Jeremiah 9: 2-26: Death in and of the Land

lorax

Speaking for the Earth

Jeremiah 9: 2-16

2 O that I had in the desert a traveler’s lodging place,
that I might leave my people and go away from them!
 For they are all adulterers, a band of traitors.
 3 They bend their tongues like bows;
 they have grown strong in the land for falsehood, and not for truth;
 for they proceed from evil to evil, and they do not know me, says the LORD.
 4 Beware of your neighbors, and put no trust in any of your kin;
 for all your kin are supplanters, and every neighbor goes around like a slanderer.
 5 They all deceive their neighbors, and no one speaks the truth;
they have taught their tongues to speak lies;
 they commit iniquity and are too weary to repent.
 6 Oppression upon oppression, deceit upon deceit!
 They refuse to know me, says the LORD.
 7 Therefore thus says the LORD of hosts:
 I will now refine and test them, for what else can I do with my sinful people?
 8 Their tongue is a deadly arrow; it speaks deceit through the mouth.
They all speak friendly words to their neighbors,
but inwardly are planning to lay an ambush.
 9 Shall I not punish them for these things? says the LORD;
and shall I not bring retribution on a nation such as this?
 10 Take up weeping and wailing for the mountains,
 and a lamentation for the pastures of the wilderness,
 because they are laid waste so that no one passes through,
 and the lowing of cattle is not heard;
 both the birds of the air and the animals have fled and are gone.
 11 I will make Jerusalem a heap of ruins, a lair of jackals;
 and I will make the towns of Judah a desolation, without inhabitant.

 12 Who is wise enough to understand this? To whom has the mouth of the LORD spoken, so that they may declare it? Why is the land ruined and laid waste like a wilderness, so that no one passes through? 13 And the LORD says: Because they have forsaken my law that I set before them, and have not obeyed my voice, or walked in accordance with it, 14 but have stubbornly followed their own hearts and have gone after the Baals, as their ancestors taught them. 15 Therefore thus says the LORD of hosts, the God of Israel: I am feeding this people with wormwood, and giving them poisonous water to drink. 16 I will scatter them among nations that neither they nor their ancestors have known; and I will send the sword after them, until I have consumed them.

--------------------

EXERCISE TASKS>
a) Please list every weapon named in the Jeremiah passage.
b) Carry the Jeremiah passage forward past its final sentence.
The data is not needed for anything here.

--------------------

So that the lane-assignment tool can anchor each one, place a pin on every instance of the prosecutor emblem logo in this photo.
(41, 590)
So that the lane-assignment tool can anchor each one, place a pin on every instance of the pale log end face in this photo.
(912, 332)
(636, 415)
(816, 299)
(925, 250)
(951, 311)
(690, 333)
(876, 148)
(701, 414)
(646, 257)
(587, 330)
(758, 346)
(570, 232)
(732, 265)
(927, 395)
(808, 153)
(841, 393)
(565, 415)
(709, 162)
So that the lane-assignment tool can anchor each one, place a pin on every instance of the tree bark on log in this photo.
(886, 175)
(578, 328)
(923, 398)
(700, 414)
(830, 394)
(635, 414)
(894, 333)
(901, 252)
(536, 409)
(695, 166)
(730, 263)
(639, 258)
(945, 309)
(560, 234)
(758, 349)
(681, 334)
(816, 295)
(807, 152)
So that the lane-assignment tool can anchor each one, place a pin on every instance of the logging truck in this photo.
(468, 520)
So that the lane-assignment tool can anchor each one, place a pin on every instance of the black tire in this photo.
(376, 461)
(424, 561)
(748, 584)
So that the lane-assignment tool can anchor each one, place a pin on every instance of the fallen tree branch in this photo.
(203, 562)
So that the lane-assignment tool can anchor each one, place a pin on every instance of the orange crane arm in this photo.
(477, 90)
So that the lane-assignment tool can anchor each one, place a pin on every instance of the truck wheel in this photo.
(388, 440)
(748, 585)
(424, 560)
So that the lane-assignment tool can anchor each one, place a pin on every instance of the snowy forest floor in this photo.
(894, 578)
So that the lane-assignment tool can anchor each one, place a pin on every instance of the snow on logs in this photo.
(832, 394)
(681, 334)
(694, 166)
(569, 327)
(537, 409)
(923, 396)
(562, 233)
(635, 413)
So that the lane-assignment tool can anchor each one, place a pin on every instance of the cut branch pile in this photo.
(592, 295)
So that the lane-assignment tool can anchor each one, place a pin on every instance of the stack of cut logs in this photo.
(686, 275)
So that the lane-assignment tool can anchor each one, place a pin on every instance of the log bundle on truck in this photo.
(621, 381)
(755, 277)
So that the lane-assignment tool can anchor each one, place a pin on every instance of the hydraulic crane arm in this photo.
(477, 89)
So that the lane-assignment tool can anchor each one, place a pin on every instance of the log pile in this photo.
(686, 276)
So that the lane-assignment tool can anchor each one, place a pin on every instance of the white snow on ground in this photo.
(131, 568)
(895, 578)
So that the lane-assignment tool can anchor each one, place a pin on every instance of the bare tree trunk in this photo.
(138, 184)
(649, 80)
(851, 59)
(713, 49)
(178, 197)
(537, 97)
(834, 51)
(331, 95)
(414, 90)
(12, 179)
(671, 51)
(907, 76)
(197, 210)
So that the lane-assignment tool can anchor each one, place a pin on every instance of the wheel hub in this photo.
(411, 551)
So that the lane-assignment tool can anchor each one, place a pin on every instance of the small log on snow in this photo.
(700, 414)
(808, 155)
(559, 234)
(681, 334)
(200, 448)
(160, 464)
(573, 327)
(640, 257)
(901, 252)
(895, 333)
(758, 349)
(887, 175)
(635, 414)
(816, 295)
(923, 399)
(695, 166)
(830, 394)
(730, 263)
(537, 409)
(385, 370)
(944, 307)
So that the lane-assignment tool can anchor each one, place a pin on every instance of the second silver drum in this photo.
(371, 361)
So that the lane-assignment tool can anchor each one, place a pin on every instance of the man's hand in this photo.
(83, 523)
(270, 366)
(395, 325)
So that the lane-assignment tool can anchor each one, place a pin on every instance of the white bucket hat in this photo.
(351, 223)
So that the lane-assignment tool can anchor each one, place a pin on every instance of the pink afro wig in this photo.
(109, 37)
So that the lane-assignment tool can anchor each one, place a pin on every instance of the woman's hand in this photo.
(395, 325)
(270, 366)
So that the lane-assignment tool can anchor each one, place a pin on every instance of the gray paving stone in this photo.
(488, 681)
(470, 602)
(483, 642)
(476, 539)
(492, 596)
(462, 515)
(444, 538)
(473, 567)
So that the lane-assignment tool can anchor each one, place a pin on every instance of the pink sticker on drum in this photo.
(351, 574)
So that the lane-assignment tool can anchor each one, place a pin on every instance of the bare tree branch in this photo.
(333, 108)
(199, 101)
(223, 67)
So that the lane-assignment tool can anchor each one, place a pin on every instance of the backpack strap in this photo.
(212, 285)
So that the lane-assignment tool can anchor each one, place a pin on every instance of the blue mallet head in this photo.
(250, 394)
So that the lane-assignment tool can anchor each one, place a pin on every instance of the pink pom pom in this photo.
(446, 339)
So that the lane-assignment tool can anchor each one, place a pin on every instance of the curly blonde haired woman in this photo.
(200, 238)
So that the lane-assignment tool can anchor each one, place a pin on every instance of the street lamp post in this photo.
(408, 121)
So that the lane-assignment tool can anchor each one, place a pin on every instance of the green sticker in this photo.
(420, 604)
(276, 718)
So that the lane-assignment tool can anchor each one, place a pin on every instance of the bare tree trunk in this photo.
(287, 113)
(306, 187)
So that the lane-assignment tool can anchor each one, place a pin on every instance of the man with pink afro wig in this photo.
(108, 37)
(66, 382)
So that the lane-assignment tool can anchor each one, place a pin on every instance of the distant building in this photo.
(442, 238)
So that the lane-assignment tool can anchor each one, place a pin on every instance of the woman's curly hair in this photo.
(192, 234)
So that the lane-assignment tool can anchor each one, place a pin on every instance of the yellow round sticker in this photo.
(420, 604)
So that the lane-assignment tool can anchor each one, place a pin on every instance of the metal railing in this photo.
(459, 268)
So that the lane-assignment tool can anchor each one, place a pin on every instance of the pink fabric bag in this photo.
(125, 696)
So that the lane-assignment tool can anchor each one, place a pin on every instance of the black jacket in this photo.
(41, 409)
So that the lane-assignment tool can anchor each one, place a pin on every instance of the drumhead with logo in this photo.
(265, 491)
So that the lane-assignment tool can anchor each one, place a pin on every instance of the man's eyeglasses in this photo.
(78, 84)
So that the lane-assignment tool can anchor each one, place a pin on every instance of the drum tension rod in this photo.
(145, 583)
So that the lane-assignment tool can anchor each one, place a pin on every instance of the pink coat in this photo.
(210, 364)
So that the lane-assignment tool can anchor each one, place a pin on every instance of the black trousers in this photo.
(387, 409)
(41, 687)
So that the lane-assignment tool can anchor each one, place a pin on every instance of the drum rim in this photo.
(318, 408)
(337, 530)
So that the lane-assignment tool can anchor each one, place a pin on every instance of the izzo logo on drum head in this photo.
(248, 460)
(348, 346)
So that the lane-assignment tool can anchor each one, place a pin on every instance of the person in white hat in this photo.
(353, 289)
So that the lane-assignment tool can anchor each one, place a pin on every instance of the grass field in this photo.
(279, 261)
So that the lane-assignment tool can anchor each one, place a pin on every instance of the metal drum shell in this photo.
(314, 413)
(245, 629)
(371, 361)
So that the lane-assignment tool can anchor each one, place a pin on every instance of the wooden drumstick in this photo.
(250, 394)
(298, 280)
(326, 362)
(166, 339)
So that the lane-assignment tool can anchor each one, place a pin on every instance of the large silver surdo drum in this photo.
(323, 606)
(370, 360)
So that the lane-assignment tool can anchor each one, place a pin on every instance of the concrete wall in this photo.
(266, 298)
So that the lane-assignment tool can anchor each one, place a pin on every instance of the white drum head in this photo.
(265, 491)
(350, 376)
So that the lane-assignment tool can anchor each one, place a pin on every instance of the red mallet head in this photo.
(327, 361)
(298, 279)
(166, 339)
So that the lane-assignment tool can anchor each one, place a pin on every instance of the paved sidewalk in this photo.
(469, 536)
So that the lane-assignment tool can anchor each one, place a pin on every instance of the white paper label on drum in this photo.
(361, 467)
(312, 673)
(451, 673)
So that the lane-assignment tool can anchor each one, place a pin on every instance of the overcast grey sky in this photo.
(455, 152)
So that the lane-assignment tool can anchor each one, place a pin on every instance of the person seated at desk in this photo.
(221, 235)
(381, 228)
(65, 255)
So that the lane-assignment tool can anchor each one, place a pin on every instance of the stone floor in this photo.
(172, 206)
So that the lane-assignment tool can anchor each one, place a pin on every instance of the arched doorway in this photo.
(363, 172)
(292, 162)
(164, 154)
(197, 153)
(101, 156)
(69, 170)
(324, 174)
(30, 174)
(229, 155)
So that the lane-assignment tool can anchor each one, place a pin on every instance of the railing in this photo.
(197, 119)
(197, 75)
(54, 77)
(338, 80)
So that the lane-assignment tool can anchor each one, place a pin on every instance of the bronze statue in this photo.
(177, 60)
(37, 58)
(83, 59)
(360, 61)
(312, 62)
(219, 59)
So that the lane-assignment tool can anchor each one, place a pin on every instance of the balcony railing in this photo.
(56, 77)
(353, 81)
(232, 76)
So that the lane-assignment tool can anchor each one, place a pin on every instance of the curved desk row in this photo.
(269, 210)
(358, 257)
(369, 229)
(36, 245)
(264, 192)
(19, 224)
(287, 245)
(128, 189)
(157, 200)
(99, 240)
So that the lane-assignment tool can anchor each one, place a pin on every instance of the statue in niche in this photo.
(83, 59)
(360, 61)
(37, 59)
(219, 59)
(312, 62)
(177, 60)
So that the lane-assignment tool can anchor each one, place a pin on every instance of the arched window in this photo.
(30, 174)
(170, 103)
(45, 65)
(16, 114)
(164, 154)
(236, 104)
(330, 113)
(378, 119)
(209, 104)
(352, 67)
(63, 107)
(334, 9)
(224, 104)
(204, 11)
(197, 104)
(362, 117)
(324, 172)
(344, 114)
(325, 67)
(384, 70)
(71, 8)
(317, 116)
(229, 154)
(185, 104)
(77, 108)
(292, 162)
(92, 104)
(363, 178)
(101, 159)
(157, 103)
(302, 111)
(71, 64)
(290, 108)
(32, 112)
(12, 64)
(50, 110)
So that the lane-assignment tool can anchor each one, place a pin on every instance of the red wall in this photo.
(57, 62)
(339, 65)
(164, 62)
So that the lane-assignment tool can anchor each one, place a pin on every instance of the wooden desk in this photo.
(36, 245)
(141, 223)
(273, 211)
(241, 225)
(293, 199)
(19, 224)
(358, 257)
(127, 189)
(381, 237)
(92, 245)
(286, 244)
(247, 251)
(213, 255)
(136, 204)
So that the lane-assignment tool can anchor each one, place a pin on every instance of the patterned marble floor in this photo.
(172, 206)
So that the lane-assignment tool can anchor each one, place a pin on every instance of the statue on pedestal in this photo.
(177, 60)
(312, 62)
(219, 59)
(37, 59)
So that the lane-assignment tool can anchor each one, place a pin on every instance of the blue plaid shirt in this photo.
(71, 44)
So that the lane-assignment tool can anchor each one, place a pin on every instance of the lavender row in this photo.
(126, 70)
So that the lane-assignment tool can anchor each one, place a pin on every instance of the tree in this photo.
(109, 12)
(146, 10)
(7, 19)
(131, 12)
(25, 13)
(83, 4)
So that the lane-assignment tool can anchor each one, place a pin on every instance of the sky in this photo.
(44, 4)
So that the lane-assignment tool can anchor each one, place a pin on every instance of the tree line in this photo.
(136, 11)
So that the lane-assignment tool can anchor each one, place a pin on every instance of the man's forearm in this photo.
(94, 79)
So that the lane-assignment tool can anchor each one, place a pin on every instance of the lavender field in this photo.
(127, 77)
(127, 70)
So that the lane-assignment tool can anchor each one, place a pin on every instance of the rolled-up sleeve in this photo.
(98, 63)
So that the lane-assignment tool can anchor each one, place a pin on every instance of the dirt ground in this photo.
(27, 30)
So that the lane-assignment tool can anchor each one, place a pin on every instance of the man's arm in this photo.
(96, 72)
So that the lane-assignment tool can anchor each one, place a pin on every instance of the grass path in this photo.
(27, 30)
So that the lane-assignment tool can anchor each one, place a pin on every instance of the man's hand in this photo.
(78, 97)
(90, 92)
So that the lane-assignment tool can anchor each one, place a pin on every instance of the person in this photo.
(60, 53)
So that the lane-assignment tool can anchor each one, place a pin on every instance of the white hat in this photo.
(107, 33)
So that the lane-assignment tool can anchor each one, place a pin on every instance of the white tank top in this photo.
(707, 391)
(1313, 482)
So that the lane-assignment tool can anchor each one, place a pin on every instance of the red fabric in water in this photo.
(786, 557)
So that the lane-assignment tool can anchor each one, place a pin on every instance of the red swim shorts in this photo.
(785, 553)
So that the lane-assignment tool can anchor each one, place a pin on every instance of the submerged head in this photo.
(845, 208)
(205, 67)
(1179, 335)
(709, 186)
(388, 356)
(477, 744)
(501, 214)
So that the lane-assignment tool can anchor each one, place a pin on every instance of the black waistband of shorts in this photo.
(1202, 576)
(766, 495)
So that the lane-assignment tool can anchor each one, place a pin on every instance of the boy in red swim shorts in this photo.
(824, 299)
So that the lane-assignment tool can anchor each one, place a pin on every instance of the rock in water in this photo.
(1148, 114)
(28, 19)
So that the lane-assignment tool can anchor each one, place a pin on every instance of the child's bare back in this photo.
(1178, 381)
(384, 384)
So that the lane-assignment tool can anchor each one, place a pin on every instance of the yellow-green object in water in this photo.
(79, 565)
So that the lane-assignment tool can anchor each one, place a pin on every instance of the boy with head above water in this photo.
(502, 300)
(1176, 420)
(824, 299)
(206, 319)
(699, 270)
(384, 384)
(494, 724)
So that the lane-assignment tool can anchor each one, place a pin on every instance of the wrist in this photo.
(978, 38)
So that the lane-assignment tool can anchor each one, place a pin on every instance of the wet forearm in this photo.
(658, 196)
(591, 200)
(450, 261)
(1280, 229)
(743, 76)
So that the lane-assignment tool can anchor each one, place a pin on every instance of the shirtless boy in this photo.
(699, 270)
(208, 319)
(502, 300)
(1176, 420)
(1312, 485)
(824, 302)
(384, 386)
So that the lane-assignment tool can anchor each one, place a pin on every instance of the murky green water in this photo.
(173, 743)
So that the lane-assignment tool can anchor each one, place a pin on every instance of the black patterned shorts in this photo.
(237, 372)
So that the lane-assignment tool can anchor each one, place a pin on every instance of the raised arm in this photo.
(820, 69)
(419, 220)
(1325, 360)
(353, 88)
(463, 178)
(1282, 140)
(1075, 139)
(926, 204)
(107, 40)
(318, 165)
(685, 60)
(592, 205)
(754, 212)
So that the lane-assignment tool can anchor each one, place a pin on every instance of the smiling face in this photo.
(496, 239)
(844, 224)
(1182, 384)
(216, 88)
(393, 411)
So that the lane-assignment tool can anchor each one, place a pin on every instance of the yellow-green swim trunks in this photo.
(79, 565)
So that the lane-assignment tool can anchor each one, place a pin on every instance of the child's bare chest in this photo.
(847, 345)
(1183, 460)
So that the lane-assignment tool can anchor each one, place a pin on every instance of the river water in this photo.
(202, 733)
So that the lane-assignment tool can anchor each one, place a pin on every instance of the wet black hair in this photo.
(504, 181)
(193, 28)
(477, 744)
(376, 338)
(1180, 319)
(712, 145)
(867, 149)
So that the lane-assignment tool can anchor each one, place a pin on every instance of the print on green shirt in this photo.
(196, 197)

--------------------

OUTPUTS>
a) Bows, arrow, sword

b)
In Dr. Seuss’ The Lorax the words of the Lorax are ignored by the Onceler and the effects of the Onceler’s actions are felt by the birds of the air and the animals of the field. Human action becomes tied to the well being of the earth and animals-and this is a very biblical thought. Within Jeremiah it is not only the people of Israel who will suffer for their inability to live in harmony with vision of shalom, it is the mountain and the wilderness and the pastures that are also laid waste (which the pastures and fields would be devastated by an invasion and forests become converted to siege engines), cattle and birds become the food for the invading army as well as the people fleeing the fight and the only animals that remain are the scavengers. Although this is a very dark view of the coming days for Jeremiah’s people it also reflects both the reality of warfare of that time and this connection between the faithfulness of God’s people and the well being of the earth.

It is also interesting that the primary thing lifted up as the cause at this point is falsehood, deception and lies. Either God or the prophet (or both) wish there is someplace else they could go away from this people because trust has been broken and now nothing that is said is able to be trusted.  Lies, in the prophets words, have become a game where people intentionally lie to one another and yet in a world of speaking points and zingers I sometimes wonder what happened to truthful speech. In a world  where fear often makes truthful speech difficult (particularly around any controversial issue) Oftentimes the lies that cover up an action cause as much or more damage to trust as the action itself and they poison the waters of a relationship.  Between God and God’s people the waters of the relationship have been poisoned and it is reaching for a painful (for both parties) ending.

Ringed Round By Death

Mourning

Jeremiah 9: 17-26

17 Thus says the LORD of hosts: Consider,
and call for the mourning women to come;
 send for the skilled women to come;
 18 let them quickly raise a dirge over us,
so that our eyes may run down with tears,
and our eyelids flow with water.
 19 For a sound of wailing is heard from Zion:
“How we are ruined! We are utterly shamed,
because we have left the land,
because they have cast down our dwellings.”
 20 Hear, O women, the word of the LORD,
 and let your ears receive the word of his mouth;
teach to your daughters a dirge, and each to her neighbor a lament.
 21 “Death has come up into our windows,
it has entered our palaces, to cut off the children from the streets
 and the young men from the squares.”
 22 Speak! Thus says the LORD:
 “Human corpses shall fall like dung upon the open field,
 like sheaves behind the reaper, and no one shall gather them.”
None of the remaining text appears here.